[Begin Data in this exercise]

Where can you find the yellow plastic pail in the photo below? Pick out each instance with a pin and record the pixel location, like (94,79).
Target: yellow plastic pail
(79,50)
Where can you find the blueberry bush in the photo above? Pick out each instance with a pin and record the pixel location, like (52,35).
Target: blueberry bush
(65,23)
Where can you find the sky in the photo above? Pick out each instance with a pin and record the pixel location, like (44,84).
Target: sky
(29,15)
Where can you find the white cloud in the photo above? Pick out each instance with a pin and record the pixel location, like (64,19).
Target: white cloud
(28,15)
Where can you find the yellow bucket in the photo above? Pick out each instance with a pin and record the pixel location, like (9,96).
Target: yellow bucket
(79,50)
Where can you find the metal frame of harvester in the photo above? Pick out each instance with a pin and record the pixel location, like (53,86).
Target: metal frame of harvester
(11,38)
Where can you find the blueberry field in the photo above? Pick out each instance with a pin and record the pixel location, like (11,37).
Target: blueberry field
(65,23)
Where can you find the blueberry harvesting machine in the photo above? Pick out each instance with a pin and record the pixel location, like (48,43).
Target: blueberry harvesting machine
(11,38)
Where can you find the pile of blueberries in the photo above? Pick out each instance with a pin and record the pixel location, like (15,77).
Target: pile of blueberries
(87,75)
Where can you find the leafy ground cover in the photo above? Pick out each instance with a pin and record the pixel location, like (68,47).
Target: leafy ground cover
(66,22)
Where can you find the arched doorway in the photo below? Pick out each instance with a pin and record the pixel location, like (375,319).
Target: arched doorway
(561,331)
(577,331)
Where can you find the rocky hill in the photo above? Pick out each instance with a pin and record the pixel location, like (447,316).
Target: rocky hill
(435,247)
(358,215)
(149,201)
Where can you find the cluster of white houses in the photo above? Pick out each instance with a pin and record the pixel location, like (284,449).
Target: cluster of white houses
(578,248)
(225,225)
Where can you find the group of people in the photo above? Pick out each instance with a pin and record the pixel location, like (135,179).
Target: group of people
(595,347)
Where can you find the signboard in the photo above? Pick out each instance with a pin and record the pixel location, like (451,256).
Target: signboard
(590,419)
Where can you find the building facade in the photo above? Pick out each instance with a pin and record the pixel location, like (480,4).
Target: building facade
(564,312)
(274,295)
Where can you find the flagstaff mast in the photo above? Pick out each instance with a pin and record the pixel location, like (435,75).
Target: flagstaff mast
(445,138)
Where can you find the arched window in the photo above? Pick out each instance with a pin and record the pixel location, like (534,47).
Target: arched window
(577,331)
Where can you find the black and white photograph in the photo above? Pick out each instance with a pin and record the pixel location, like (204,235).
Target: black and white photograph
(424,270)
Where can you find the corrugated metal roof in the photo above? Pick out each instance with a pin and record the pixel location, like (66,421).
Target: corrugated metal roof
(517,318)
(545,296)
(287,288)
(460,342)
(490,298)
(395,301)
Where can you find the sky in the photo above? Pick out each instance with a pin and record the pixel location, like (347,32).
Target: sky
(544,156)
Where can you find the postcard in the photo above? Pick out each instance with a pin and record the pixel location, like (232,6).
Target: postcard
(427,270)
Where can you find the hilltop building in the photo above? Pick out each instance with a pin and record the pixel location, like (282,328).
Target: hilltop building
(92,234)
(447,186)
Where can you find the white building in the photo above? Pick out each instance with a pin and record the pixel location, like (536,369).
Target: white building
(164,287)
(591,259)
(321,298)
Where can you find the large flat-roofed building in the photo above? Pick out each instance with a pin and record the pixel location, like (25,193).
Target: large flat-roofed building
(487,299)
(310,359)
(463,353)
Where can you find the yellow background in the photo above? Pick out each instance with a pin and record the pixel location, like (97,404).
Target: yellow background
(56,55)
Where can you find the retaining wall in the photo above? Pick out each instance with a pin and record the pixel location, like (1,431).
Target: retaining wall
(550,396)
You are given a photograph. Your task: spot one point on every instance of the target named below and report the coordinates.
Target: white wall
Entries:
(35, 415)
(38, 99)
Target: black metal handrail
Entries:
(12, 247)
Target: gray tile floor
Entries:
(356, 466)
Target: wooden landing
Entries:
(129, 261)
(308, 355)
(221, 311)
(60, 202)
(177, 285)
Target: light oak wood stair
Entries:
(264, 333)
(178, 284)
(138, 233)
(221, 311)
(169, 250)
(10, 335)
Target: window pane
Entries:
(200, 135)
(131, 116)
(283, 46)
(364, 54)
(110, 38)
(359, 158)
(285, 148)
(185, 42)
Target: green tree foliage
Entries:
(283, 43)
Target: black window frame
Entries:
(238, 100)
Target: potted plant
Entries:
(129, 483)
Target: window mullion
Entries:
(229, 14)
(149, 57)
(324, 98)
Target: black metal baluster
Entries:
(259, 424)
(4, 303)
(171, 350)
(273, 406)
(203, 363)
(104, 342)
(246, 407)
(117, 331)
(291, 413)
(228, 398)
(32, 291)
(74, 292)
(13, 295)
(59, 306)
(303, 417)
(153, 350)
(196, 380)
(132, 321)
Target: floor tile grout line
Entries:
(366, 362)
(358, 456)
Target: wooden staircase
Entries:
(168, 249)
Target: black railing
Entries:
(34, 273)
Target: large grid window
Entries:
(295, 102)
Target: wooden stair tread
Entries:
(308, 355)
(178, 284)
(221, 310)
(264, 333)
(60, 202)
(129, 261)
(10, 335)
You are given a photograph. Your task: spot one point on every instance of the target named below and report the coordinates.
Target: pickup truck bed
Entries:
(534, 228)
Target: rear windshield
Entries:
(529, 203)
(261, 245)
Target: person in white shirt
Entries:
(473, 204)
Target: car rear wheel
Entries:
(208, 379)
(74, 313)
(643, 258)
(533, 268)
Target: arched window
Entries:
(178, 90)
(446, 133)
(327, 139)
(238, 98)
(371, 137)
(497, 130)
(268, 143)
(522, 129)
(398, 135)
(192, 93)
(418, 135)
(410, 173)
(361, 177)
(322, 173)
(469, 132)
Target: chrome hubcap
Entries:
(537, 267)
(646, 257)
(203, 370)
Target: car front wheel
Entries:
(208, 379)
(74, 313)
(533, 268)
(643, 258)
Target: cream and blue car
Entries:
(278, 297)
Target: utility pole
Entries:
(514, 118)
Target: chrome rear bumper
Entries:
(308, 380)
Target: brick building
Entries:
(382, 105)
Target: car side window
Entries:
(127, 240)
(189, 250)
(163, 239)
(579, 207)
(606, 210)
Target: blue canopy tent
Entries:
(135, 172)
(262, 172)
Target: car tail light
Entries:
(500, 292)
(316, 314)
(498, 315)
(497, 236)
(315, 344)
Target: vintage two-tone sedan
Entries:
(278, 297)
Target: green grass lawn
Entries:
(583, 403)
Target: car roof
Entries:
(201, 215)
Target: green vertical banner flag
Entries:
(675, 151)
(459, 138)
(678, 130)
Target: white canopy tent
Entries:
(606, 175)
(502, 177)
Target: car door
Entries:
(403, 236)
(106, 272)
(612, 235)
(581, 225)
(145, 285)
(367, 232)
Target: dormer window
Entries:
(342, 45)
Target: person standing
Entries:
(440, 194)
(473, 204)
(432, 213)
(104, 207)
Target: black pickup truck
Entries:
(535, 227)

[End Data in this exercise]

## Problem description
Reproduce all of the rows above verbatim, from the first line to the last.

## Result
Where can you find the yellow plastic pail in the photo below? Pick out each instance with a pin and record the pixel location, like (94,79).
Target: yellow plastic pail
(79,50)
Where can you find the blueberry bush in the photo above? Pick out each instance with a pin and record the pixel location, like (52,35).
Target: blueberry bush
(65,23)
Where can you find the sky in the photo above? Pick out each instance with a pin and record the pixel location, like (44,84).
Target: sky
(29,15)
Where can you find the white cloud in the photo above? Pick out each instance with a pin and record the pixel location, like (64,19).
Target: white cloud
(28,15)
Where can you find the yellow bucket in the photo above? Pick out each instance with a pin and record the pixel location, like (9,96).
Target: yellow bucket
(79,50)
Where can you find the metal frame of harvester in the photo above? Pick out each instance with a pin and record the pixel location, like (53,86).
Target: metal frame of harvester
(11,38)
Where can you find the blueberry field in the photo above? Pick out each instance with a pin and record the pixel location, like (11,37).
Target: blueberry field
(65,23)
Where can you find the blueberry harvesting machine in the photo above? Pick out each instance with a pin and record the pixel location, like (48,43).
Target: blueberry harvesting machine
(11,38)
Where can you find the pile of blueberries in the photo above? Pick out each instance with a pin and record the pixel location, like (15,77).
Target: pile of blueberries
(87,75)
Where can you find the leafy ground cover in the photo above? Pick out each instance with a pin and record the pixel location, like (68,47).
Target: leafy ground cover
(66,22)
Where can you find the arched doorway in the photo below? Pick out each instance with a pin and record the pixel location, like (375,319).
Target: arched doorway
(561,331)
(577,331)
Where can you find the rocky hill in the photo above? Pick out each instance with a pin and record the pixel location, like (447,316).
Target: rocky hill
(435,247)
(358,215)
(149,201)
Where can you find the cluster of white houses in the photo above? Pick out each instance with a pin and record the pixel location, like (284,449).
Target: cluster of white houses
(578,248)
(225,225)
Where can you find the group of people in the photo above? Pick out each instance with a pin and record the pixel location, like (135,179).
Target: group of people
(595,347)
Where can you find the signboard in the photo above? Pick out each instance with a pin and record the pixel location, like (451,256).
Target: signboard
(590,419)
Where can you find the building facade in the photo above? Pick out each instance with a pin and record the pixel location, like (480,4).
Target: building facade
(564,312)
(274,295)
Where can you find the flagstaff mast in the photo above? Pick out each instance with a pin and record the pixel location, like (435,75).
Target: flagstaff mast
(445,138)
Where can you find the arched window in the photo above? Pick out each instance with a pin and record the pixel location, like (534,47).
Target: arched window
(577,331)
Where can you find the black and white photograph in the photo above? Pick out each instance with a pin and record the pixel location, like (204,235).
Target: black and white photograph
(424,270)
Where can you find the corrugated metal roof in the photo above? Pick out each instance with a pin and record the pixel location, like (66,421).
Target: corrugated metal roof
(517,318)
(545,296)
(287,288)
(460,342)
(490,298)
(395,301)
Where can you find the sky in the photo above? Pick out each instance with a pin and record the pixel location, like (347,32).
Target: sky
(544,156)
Where can you find the postcard in the photo above? Pick out each instance with a pin and record the pixel location, like (232,6).
Target: postcard
(427,270)
Where can you find the hilltop building in the photo above? Pick out each instance with a pin and record the pixel location, like (282,328).
Target: hilltop building
(92,234)
(447,186)
Where can you find the white building in the photo above? Pick out each instance with a pin and record the pixel location, like (536,369).
Target: white building
(164,287)
(591,259)
(321,298)
Where can you find the large flat-roofed building in the photo above? Pick out each instance with a pin and record the pixel location, like (25,193).
Target: large flat-roofed building
(487,299)
(310,359)
(463,353)
Where can you find the yellow background in the photo above? Pick out each instance with a pin and record the pixel location, like (97,404).
Target: yellow background
(56,55)
Where can you find the retaining wall in the photo above? Pick out each instance with a pin and record the pixel location, like (1,431).
Target: retaining wall
(550,396)
You are given a photograph. Your task: spot one point on every instance of the target named below and report the coordinates.
Target: white wall
Entries:
(35, 415)
(38, 99)
Target: black metal handrail
Entries:
(12, 247)
Target: gray tile floor
Entries:
(356, 466)
Target: wooden landing
Entries:
(129, 261)
(308, 355)
(221, 311)
(60, 202)
(177, 285)
Target: light oak wood stair
Entries:
(264, 333)
(178, 284)
(138, 233)
(221, 311)
(169, 250)
(10, 335)
Target: window pane
Entries:
(200, 135)
(131, 116)
(283, 46)
(364, 54)
(110, 38)
(359, 158)
(285, 148)
(185, 42)
Target: green tree foliage
Entries:
(283, 43)
Target: black window frame
Entries:
(238, 100)
Target: potted plant
Entries:
(129, 483)
Target: window mullion
Entries:
(229, 14)
(149, 57)
(324, 98)
Target: black metal baluster
Entries:
(259, 424)
(4, 303)
(171, 350)
(273, 406)
(203, 363)
(104, 342)
(246, 407)
(117, 331)
(291, 413)
(228, 398)
(32, 291)
(74, 292)
(13, 295)
(59, 306)
(303, 417)
(153, 350)
(196, 380)
(132, 321)
Target: floor tile grout line
Entries:
(366, 362)
(358, 456)
Target: wooden staircase
Entries:
(168, 249)
Target: black railing
Entries:
(34, 273)
Target: large grid window
Entries:
(295, 102)
Target: wooden stair tread
Entries:
(308, 355)
(178, 284)
(221, 310)
(264, 333)
(60, 202)
(129, 261)
(10, 335)
You are given a photograph. Your task: spot one point on every instance of the target named below and report the coordinates.
Target: pickup truck bed
Entries:
(534, 228)
Target: rear windshield
Entries:
(529, 203)
(261, 245)
Target: person in white shirt
Entries:
(473, 204)
Target: car rear wheel
Entries:
(208, 379)
(74, 313)
(643, 258)
(533, 268)
Target: arched window
Entries:
(178, 90)
(446, 133)
(327, 139)
(238, 98)
(371, 137)
(497, 130)
(268, 143)
(522, 129)
(398, 135)
(192, 93)
(418, 135)
(410, 173)
(361, 177)
(322, 173)
(469, 132)
Target: chrome hubcap
Entries:
(537, 267)
(646, 257)
(203, 370)
Target: car front wheel
Entries:
(208, 379)
(74, 313)
(533, 268)
(643, 258)
Target: cream and blue car
Entries:
(278, 297)
Target: utility pole
Entries:
(514, 118)
Target: chrome rear bumper
Entries:
(308, 380)
Target: brick building
Entries:
(382, 105)
Target: car side window
Entries:
(127, 240)
(189, 250)
(163, 239)
(579, 207)
(606, 210)
Target: blue canopy tent
Entries:
(135, 172)
(262, 172)
Target: car tail light
Entries:
(500, 292)
(316, 314)
(498, 315)
(497, 236)
(315, 344)
Target: vintage two-tone sedan
Entries:
(278, 297)
Target: green grass lawn
Entries:
(583, 403)
Target: car roof
Entries:
(201, 215)
Target: green vertical banner flag
Entries:
(675, 151)
(459, 138)
(678, 130)
Target: white canopy tent
Entries:
(606, 175)
(502, 177)
Target: car door
Entries:
(403, 236)
(106, 272)
(612, 235)
(581, 225)
(145, 285)
(367, 232)
Target: dormer window
Entries:
(342, 45)
Target: person standing
Entries:
(440, 194)
(473, 204)
(432, 213)
(104, 207)
Target: black pickup truck
Entries:
(535, 227)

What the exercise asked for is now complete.